List every column name that receives a value inside a mutate() call in the polygon-cleaning excerpt below.
begin Document extract
Great success, this looks much better:

plot of chunk cv_plot

Wrapping it all up

So I’ve got the components of my cleaning routine sorted, now I just have to plug them together and make them work over a whole dataset. I’m going to run prepair across all my polygons too, just to be thorough:

library(readr)
clean_verts_n <- function(x = NULL, dir_tol = 0) {
  g <- st_geometry(x)
  
  # remove redundant vertices
  message(paste0(Sys.time(), ': removing redundant vertices...'))
  clean_g <- lapply(g, function(geometry) {
    lapply(geometry, function(subgeometry) {
      data.frame(subgeometry) %>%
        mutate(LX1 = lead(X1), LX2 = lead(X2)) %>%
        filter(!is.na(LX1)) %>%
        filter(!(X1 == LX1 & X2 == LX2)) %>%
        rowwise() %>%
        mutate(DIR = round(geosphere::bearingRhumb(c(X1, X2), c(LX1, LX2)), dir_tol)) %>%
        ungroup() %>%
        mutate(DEL = ifelse(DIR == lag(DIR), 1, 0),  
               DEL = ifelse(is.na(DEL), 0, DEL)) %>%
        filter(DEL == 0) %>% 
        select(X1, X2) %>%
        add_row(X1 = head(.$X1, 1), X2 = head(.$X2, 1)) %>%
        as.matrix(., ncol = 2, byrow = TRUE)
end Document extract
begin Stored records
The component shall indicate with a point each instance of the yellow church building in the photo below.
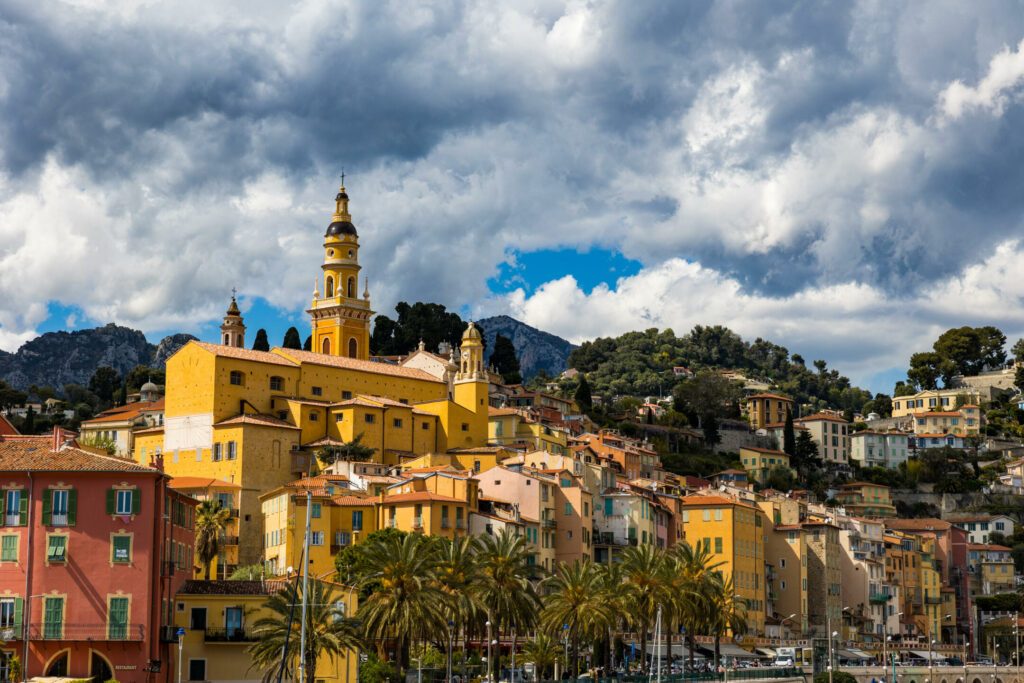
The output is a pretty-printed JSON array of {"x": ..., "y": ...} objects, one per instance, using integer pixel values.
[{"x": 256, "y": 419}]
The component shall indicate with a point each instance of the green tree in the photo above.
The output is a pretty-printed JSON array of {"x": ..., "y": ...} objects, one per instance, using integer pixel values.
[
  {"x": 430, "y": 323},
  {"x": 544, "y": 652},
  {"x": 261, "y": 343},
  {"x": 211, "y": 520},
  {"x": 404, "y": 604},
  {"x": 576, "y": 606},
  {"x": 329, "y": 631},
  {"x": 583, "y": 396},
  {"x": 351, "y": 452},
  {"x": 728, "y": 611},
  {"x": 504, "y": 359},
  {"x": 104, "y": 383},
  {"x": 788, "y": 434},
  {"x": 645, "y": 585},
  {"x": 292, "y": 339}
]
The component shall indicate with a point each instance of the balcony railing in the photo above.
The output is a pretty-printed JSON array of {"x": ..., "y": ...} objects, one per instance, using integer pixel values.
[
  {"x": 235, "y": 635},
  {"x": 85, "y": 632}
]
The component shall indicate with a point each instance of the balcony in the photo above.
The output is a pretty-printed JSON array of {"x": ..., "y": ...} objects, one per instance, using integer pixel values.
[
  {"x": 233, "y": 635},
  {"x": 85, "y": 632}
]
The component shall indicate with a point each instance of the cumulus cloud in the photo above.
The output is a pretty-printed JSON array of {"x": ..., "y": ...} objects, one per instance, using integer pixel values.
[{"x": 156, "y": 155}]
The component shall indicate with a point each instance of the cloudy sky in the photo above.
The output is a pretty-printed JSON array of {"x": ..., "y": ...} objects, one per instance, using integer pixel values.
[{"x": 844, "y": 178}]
end Stored records
» **Complete response**
LX1, LX2, DIR, DEL